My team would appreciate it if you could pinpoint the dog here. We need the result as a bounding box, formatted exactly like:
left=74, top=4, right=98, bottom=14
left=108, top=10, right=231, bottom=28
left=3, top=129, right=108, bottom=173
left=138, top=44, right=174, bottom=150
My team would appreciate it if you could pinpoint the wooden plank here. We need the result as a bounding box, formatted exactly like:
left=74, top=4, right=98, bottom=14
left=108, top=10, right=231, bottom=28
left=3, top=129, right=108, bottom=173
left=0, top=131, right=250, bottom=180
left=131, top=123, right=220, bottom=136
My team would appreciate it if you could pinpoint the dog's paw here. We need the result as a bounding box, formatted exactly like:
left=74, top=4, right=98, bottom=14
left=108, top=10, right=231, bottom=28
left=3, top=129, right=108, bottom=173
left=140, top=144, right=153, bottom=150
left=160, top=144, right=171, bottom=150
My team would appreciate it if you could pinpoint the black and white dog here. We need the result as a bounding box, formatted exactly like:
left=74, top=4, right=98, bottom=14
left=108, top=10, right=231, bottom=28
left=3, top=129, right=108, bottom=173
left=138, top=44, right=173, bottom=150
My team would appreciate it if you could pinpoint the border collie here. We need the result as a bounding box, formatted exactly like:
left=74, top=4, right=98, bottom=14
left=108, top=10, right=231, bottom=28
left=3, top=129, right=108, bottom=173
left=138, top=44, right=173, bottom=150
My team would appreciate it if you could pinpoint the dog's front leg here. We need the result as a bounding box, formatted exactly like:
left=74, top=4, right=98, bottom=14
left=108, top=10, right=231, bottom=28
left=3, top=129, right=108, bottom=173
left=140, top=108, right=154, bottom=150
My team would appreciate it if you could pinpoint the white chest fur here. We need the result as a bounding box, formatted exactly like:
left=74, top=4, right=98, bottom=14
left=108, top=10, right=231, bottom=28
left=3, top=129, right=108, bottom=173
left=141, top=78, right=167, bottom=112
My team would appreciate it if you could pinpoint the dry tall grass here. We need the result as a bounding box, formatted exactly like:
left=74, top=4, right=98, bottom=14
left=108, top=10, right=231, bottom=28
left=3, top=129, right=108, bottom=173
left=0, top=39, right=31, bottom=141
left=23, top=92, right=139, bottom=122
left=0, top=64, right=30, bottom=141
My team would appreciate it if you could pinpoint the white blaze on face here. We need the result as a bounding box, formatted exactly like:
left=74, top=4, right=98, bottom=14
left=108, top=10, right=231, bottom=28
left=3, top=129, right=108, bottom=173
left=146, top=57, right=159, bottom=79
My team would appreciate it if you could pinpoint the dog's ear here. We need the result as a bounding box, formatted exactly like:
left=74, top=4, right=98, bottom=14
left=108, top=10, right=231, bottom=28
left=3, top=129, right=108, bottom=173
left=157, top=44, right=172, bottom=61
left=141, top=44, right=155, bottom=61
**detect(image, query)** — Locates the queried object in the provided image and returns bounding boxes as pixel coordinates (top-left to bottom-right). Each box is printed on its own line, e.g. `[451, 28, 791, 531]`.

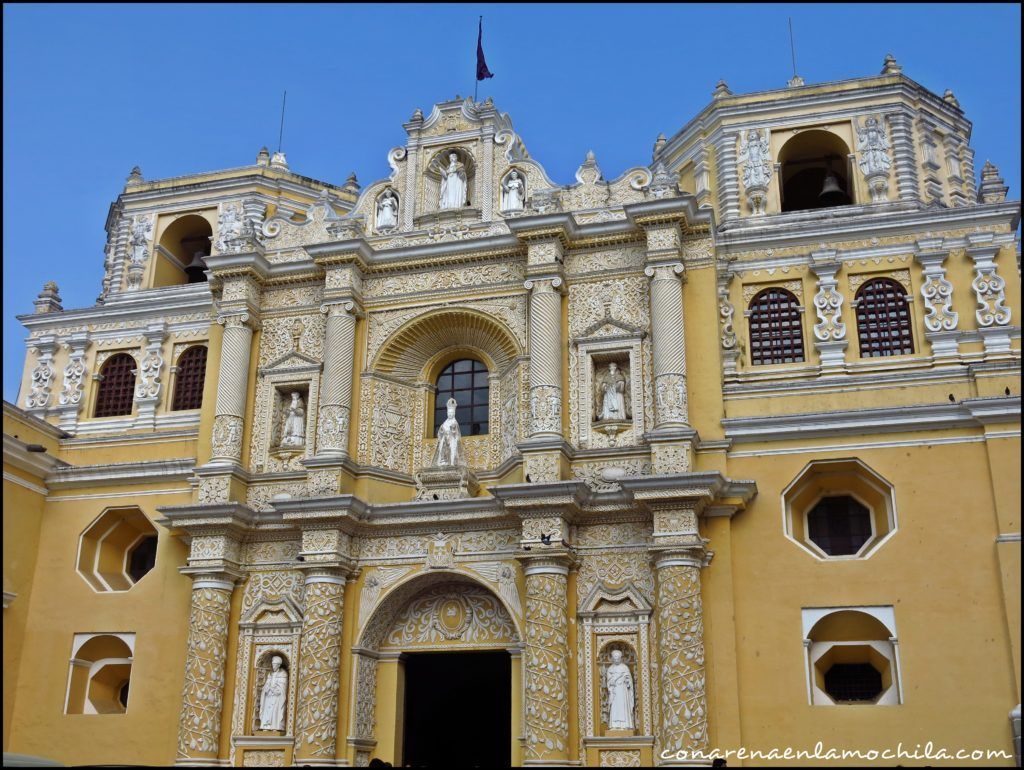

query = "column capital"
[319, 297, 366, 318]
[643, 261, 686, 282]
[516, 546, 575, 578]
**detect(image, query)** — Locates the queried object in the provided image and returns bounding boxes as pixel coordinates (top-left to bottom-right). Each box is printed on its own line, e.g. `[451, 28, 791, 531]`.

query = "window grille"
[807, 497, 871, 556]
[171, 345, 207, 412]
[855, 279, 913, 358]
[749, 287, 804, 367]
[434, 358, 490, 436]
[94, 353, 136, 417]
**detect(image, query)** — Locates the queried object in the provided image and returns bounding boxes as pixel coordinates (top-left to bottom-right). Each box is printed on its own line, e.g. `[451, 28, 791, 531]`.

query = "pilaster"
[967, 232, 1012, 355]
[133, 320, 167, 430]
[811, 249, 849, 374]
[914, 238, 959, 358]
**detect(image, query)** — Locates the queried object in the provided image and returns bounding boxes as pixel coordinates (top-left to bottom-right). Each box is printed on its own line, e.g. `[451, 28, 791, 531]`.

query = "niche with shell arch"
[359, 307, 523, 473]
[65, 634, 135, 715]
[597, 639, 640, 732]
[778, 129, 854, 212]
[419, 146, 479, 214]
[251, 645, 292, 734]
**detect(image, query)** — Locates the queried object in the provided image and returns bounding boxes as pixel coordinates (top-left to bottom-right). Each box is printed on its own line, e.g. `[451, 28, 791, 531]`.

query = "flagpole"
[473, 14, 483, 104]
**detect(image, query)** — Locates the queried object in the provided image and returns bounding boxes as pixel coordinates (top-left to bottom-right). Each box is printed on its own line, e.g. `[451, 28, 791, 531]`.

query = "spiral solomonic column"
[654, 547, 708, 765]
[211, 311, 255, 465]
[316, 300, 361, 458]
[524, 275, 564, 438]
[295, 567, 348, 765]
[175, 573, 234, 765]
[523, 555, 569, 766]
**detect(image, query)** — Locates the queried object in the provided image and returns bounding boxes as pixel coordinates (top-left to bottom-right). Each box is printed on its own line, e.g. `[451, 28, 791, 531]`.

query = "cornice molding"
[46, 458, 196, 489]
[722, 396, 1021, 443]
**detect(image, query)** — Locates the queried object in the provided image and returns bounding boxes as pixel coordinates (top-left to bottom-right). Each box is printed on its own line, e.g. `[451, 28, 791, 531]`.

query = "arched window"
[750, 287, 804, 367]
[171, 345, 206, 412]
[854, 279, 913, 358]
[434, 358, 490, 436]
[778, 129, 853, 211]
[93, 353, 136, 417]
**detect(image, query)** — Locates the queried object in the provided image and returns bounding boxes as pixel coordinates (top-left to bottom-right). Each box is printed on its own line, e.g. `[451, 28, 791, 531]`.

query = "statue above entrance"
[416, 398, 479, 500]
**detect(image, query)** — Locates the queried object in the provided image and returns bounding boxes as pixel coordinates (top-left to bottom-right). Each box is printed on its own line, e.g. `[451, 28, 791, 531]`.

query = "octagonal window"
[824, 664, 882, 703]
[782, 459, 897, 560]
[78, 507, 157, 592]
[807, 496, 871, 556]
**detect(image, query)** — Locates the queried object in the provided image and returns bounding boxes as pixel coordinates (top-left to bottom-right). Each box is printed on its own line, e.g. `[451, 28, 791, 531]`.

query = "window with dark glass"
[825, 664, 882, 702]
[94, 353, 136, 417]
[171, 345, 206, 412]
[128, 534, 157, 583]
[434, 358, 490, 436]
[807, 497, 871, 556]
[856, 279, 913, 358]
[749, 287, 804, 366]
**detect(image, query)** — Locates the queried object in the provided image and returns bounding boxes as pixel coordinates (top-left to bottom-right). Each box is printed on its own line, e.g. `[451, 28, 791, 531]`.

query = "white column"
[316, 300, 360, 458]
[211, 311, 254, 465]
[811, 249, 849, 374]
[914, 238, 959, 358]
[644, 260, 689, 428]
[524, 275, 564, 438]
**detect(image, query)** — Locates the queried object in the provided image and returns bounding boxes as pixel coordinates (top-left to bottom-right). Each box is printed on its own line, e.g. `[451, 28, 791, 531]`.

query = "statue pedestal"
[414, 465, 480, 500]
[583, 730, 655, 767]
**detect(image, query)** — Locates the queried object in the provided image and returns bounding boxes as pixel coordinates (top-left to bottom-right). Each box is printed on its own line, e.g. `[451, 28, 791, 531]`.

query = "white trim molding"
[722, 396, 1021, 443]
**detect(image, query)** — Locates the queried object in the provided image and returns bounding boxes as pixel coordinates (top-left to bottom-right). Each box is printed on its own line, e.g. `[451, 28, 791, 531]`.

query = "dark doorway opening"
[402, 650, 512, 767]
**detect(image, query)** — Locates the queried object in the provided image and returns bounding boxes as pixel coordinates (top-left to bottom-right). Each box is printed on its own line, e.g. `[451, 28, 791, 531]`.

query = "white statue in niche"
[433, 398, 466, 467]
[857, 117, 892, 176]
[594, 361, 631, 422]
[259, 655, 288, 730]
[502, 169, 526, 211]
[605, 650, 636, 730]
[439, 153, 467, 209]
[377, 187, 398, 230]
[281, 391, 306, 446]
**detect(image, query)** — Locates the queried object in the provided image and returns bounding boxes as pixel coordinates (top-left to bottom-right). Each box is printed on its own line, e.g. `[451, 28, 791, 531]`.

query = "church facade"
[3, 57, 1021, 767]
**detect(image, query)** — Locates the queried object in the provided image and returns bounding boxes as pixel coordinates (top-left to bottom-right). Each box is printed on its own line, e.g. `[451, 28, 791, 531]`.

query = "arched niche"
[153, 214, 213, 287]
[420, 147, 479, 214]
[778, 129, 854, 212]
[348, 569, 523, 765]
[359, 307, 524, 474]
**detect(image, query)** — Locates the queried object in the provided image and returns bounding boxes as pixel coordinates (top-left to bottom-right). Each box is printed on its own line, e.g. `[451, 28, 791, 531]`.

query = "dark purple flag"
[476, 16, 495, 80]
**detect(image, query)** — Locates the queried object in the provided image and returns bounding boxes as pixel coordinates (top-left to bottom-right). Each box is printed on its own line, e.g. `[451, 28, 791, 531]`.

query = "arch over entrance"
[349, 569, 522, 765]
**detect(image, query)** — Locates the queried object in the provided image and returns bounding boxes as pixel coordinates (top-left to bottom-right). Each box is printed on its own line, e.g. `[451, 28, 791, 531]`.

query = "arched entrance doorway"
[350, 569, 522, 767]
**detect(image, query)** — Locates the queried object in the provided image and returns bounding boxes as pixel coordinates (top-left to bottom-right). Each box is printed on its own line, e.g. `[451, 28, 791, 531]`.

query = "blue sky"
[3, 4, 1021, 400]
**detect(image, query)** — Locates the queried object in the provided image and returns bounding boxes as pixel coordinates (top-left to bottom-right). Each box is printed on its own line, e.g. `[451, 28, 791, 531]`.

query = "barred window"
[171, 345, 206, 412]
[856, 279, 913, 358]
[750, 287, 804, 367]
[434, 358, 490, 436]
[93, 353, 136, 417]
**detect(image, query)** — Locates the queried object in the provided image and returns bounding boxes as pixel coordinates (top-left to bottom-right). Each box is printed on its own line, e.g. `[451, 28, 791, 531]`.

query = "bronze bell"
[185, 251, 206, 284]
[818, 171, 850, 206]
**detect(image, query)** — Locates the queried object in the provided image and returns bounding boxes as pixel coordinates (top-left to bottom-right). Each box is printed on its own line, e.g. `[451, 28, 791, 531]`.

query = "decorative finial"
[125, 166, 144, 187]
[978, 161, 1010, 203]
[270, 151, 288, 171]
[35, 281, 63, 313]
[882, 53, 903, 75]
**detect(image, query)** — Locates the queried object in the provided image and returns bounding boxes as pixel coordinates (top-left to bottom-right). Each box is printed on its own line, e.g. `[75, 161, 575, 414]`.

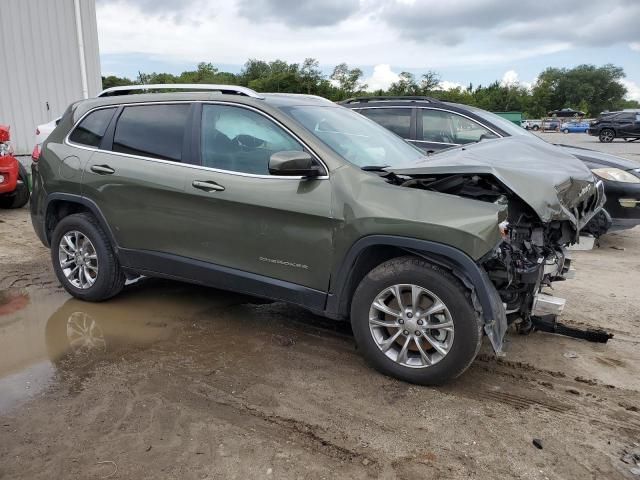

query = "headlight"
[591, 167, 640, 183]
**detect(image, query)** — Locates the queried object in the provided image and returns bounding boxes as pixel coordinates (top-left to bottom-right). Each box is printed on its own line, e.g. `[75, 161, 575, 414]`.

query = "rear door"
[80, 103, 192, 255]
[616, 112, 637, 137]
[182, 103, 334, 291]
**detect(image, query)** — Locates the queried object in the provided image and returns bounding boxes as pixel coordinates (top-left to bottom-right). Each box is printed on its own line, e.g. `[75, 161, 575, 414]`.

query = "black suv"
[341, 97, 640, 230]
[588, 110, 640, 143]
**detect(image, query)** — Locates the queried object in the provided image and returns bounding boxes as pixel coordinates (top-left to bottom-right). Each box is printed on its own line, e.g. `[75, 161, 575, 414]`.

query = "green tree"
[300, 58, 322, 94]
[102, 75, 133, 89]
[330, 63, 367, 100]
[389, 72, 421, 95]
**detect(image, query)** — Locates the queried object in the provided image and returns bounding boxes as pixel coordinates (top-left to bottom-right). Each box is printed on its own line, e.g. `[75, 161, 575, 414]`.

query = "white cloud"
[438, 80, 462, 90]
[500, 70, 520, 87]
[364, 63, 400, 90]
[620, 79, 640, 102]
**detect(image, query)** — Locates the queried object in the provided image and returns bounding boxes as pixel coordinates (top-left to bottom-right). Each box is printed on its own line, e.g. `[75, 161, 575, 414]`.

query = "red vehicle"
[0, 125, 29, 208]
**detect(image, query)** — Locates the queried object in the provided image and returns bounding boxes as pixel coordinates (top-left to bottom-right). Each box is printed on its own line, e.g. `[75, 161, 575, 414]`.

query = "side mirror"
[269, 151, 322, 178]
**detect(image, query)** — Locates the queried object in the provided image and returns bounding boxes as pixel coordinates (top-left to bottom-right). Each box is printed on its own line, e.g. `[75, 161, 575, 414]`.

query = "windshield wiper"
[360, 165, 391, 172]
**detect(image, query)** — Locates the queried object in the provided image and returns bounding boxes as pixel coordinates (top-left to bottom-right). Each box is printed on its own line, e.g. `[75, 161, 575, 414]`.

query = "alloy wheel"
[369, 284, 454, 368]
[58, 230, 98, 290]
[600, 130, 614, 143]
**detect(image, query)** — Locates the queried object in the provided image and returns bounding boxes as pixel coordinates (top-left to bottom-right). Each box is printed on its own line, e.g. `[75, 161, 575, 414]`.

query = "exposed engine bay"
[383, 173, 603, 338]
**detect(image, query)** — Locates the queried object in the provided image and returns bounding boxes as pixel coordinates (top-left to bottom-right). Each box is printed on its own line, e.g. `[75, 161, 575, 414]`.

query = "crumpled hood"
[388, 136, 604, 225]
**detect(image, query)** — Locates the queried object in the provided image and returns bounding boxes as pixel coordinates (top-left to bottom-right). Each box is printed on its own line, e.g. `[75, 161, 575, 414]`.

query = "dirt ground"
[0, 134, 640, 479]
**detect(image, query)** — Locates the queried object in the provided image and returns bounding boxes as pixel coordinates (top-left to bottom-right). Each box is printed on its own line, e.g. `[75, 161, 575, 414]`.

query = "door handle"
[91, 165, 116, 175]
[191, 180, 224, 192]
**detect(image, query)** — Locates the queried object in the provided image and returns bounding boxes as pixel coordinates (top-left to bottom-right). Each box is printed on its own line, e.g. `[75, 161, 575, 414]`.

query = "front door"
[184, 104, 334, 291]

→ **JOB**: Substitute "wooden board" for "wooden plank" in the data, starting at the first line and stopping after the line that contains "left=160, top=144, right=171, bottom=150". Give those lines again with nothing else changed.

→ **FINISHED ANSWER**:
My team would appreciate it if you could pinpoint the dog here. We need the result as a bounding box, formatted exactly like:
left=74, top=4, right=98, bottom=14
left=108, top=10, right=231, bottom=28
left=3, top=129, right=108, bottom=173
left=138, top=44, right=174, bottom=150
My team would appreciate it if you could pinpoint the wooden board here. We need the result as a bounding box, formatted exactly like:
left=74, top=4, right=98, bottom=14
left=108, top=10, right=231, bottom=28
left=3, top=129, right=108, bottom=173
left=0, top=131, right=250, bottom=180
left=131, top=123, right=220, bottom=136
My team would appreciate it if you could pinpoint the dog's paw here. We need the result as a bounding box, formatted exactly like:
left=74, top=4, right=98, bottom=14
left=108, top=10, right=231, bottom=28
left=3, top=129, right=108, bottom=173
left=140, top=144, right=153, bottom=150
left=160, top=144, right=171, bottom=150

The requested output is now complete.